*Excerpt*
[start]
VMware Cloud Community
J0S3M
Contributor
Contributor

LAG not working between ESXi 8 and Netgear 4300 series switch..

I've got this setup:

2 Netgear M4300 12X12F (Stacked using 2 ports) 

4 HP DL360Gen10 servers with a 2 port 10GB NIC each and VMWare ESXi 8

I created a STATIC LAG for each servers with one port in each switch of the stack.

LAGs has the following config: (Link Trap: Disable, STP Mode: Enable, Static Mode: Enable, Hash Mode: Src/Dst IP and TCP/UDP Port Fields)

LAGs are configured as Trunks (Switch Port Mode) with one Native VLAN (say 140) and several tagged VLANs.  ESXi Management Network uses the Native VLAN (Untagged)

At the ESXi side, Virtual Switches has the 2 interfeces of the LAG set to Active and NIC teaming Load Balancing Policy set to Route Based on IP Hash

I read Vmware KB article 1001938 and I think my setup is compliant.

The problem:

I remove the ports from the LAGs and let them as standalone VLAN trunks and everything works fine.When I add the ports to the LAGs traffic keeps flowing ok for some time but gets interrumpted a few minutes later on some ramdom hosts.

Any suggestion would be much appreciated...

Thnx.

0 Kudos
3 Replies
Kinnison
Commander
Commander

Hi,


My (very) personal approach is that when I use to aggregate multiple links I avoid use different algorithms but above all I keep away from statically aggregating multiple ethernet link. But other than that you should consult the logs of your network devices to rule out any possible anomalous conditions.


Regards,
Ferdinando

0 Kudos
compdigit44
Enthusiast
Enthusiast

My understanding of using any type of port channel , LAG etc.... is that you can only use IP Hash and have no other option.
[end]
*Short problem 1*
In the thread, what NIC teaming load balancing policy is set on the ESXi virtual switches?
*Short problem 2*
Transcribe the stretch of the thread from "My (very) personal" through "no other option.".
*Short problem 3*
According to the thread, why does the reply signed Ferdinando recommend consulting the logs of the network devices?

*Information provided*
[start]
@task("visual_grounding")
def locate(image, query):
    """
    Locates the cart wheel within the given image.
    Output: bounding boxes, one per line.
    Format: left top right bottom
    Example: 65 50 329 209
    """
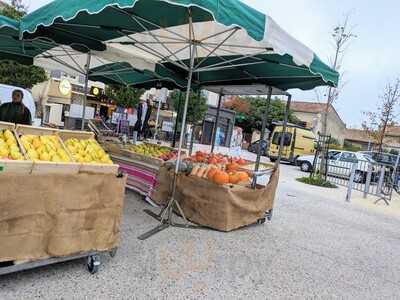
110 248 118 258
87 254 101 274
257 218 266 225
265 209 274 221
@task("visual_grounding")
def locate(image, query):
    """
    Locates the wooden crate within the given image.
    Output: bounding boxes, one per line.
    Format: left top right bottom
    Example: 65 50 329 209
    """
79 164 119 174
0 122 15 131
15 125 80 174
0 122 31 164
31 161 81 174
58 130 95 142
121 149 165 167
15 124 59 136
57 130 119 174
100 141 126 155
0 160 33 174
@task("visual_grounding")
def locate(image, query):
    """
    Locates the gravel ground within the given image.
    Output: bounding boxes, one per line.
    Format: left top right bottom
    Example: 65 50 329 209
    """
0 161 400 300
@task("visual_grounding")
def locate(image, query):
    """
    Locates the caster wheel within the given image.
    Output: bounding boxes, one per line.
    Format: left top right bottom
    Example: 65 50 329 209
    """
110 248 118 258
266 209 274 221
87 254 101 274
257 218 266 225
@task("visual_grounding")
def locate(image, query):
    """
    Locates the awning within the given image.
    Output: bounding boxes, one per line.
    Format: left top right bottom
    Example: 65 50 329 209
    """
21 0 339 90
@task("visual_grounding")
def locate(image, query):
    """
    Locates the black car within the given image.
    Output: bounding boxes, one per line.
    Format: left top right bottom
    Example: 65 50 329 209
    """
248 140 269 156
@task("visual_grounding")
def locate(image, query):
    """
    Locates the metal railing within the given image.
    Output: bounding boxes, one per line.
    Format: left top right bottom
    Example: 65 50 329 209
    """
315 159 399 204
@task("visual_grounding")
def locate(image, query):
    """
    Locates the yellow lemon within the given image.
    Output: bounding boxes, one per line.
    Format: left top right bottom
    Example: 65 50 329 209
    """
28 149 39 160
39 152 50 161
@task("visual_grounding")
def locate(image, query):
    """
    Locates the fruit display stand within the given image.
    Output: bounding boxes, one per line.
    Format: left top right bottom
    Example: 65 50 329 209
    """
108 142 181 205
150 152 279 232
57 130 118 174
0 124 126 275
0 122 32 174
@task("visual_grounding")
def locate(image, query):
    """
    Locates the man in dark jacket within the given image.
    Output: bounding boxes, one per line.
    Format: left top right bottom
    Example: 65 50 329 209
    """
0 90 32 125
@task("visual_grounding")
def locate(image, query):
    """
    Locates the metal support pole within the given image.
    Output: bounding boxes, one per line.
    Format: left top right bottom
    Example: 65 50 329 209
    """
211 89 223 153
172 91 183 148
138 37 198 240
346 163 358 202
81 51 92 131
363 163 372 199
189 89 201 156
276 95 292 165
376 166 385 196
252 87 272 189
154 90 161 140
[end]
*Task solution 1*
Route Based on IP Hash

*Task solution 2*
My (very) personal approach is that when I use to aggregate multiple links I avoid use different algorithms but above all I keep away from statically aggregating multiple ethernet link. But other than that you should consult the logs of your network devices to rule out any possible anomalous conditions.


Regards,
Ferdinando

0 Kudos
compdigit44
Enthusiast
Enthusiast

My understanding of using any type of port channel , LAG etc.... is that you can only use IP Hash and have no other option.

*Task solution 3*
The reply recommends checking those logs to rule out any possible anomalous conditions on the network devices.